What the task requires → Rewrite the entries from the line holding "Indicate the strawberry" through the end of the entries, inclusive, changing "cake stand pedestal" to "cake stand base" and keeping everything else the same. Return only those lines.

Listed records →
━━━━━━━━━━━━━━━━━━━━

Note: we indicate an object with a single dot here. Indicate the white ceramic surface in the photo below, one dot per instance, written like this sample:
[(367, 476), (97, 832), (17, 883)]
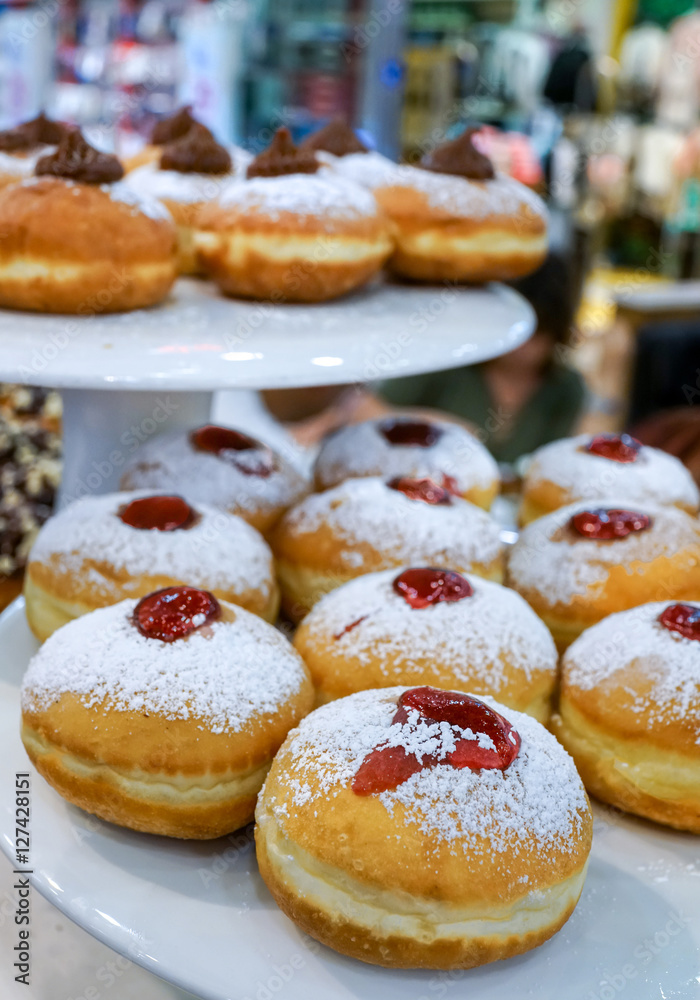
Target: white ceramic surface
[(198, 915), (199, 341)]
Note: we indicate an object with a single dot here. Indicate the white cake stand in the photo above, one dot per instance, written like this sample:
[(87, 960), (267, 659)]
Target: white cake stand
[(161, 365)]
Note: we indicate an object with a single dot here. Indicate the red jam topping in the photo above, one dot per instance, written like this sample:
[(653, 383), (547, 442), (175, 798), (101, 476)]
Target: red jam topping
[(171, 613), (617, 447), (605, 525), (350, 627), (421, 489), (387, 767), (424, 586), (416, 433), (682, 618), (159, 513), (223, 441)]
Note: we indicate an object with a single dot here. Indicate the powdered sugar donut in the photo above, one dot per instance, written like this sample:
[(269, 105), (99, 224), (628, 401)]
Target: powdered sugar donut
[(456, 219), (288, 234), (629, 711), (590, 559), (100, 550), (364, 525), (412, 827), (220, 467), (585, 468), (403, 445), (429, 626), (163, 715), (190, 172)]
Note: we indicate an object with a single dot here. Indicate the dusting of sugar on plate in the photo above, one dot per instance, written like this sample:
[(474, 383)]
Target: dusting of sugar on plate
[(472, 636), (220, 551), (226, 674), (654, 476), (367, 510), (670, 663), (169, 463), (539, 796), (362, 450), (559, 570)]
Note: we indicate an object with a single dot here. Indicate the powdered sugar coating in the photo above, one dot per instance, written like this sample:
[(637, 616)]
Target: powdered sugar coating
[(172, 185), (219, 552), (468, 636), (456, 196), (224, 674), (368, 169), (669, 662), (560, 569), (654, 476), (170, 464), (368, 511), (539, 798), (301, 194), (362, 450)]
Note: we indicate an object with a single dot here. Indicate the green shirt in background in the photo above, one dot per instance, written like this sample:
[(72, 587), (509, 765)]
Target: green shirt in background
[(551, 412)]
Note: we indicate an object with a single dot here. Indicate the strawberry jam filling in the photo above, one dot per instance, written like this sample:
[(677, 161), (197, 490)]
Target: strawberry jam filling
[(231, 446), (421, 489), (478, 738), (617, 447), (423, 586), (416, 433), (603, 524), (174, 612), (167, 513), (682, 618)]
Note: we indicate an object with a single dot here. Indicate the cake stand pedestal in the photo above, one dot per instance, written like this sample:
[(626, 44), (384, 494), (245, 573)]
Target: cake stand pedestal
[(128, 376)]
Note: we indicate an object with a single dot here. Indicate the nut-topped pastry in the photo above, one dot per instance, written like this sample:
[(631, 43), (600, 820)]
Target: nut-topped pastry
[(425, 625), (629, 711), (422, 828), (163, 715), (289, 234), (103, 549), (587, 468), (190, 172), (588, 560), (456, 219), (50, 258), (22, 146), (368, 524)]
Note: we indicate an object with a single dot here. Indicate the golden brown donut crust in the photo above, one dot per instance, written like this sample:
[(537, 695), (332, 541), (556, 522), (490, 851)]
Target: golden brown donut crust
[(434, 244), (136, 769), (290, 257), (85, 251)]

━━━━━━━━━━━━━━━━━━━━

Answer to the task →
Note: we indicate an object with a single dot here. Indicate the strawberry jam filling in the photo above, one dot per instance, written like this sample:
[(677, 161), (197, 490)]
Target: strawberry jam filling
[(231, 446), (421, 489), (478, 738), (617, 447), (423, 586), (416, 433), (603, 524), (174, 612), (167, 513), (682, 618)]
Note: we indicate an object with a single dot here. Indicate the cake stand base in the photo above, one dot per instance, written like this sample:
[(626, 44), (384, 494), (245, 573)]
Target: cake stand base
[(128, 376)]
Note: we indicate an object with a single dot here. Indicate the nut-topped pastry in the photo above, one dot per instance, written like this sample:
[(631, 43), (600, 820)]
Target: nut-topped pastry
[(425, 625), (629, 711), (422, 828), (163, 715), (289, 234), (103, 549), (587, 468), (190, 172), (588, 560), (456, 219), (50, 258), (22, 146), (368, 524)]
Note: we indicate an object with a single dot here. Indicate the golden brown donut crust in the photo above, one dot per instance, written like this sample:
[(537, 695), (332, 541), (556, 522), (490, 851)]
Target: golden brown donut crust
[(434, 244), (136, 769), (290, 257), (85, 251)]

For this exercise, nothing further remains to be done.